# Your objective
Rename "marker" to "pin" throughout the material below, and leave everything else unchanged.

Pointing and labeling entries:
+ + + + +

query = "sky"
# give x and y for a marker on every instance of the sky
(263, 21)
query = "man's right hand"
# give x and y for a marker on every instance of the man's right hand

+ + + + +

# Task response
query = "sky"
# give x and y for a pin on every instance of the sky
(263, 21)
query = "man's right hand"
# give x and y for a pin on every instance of the man's right hand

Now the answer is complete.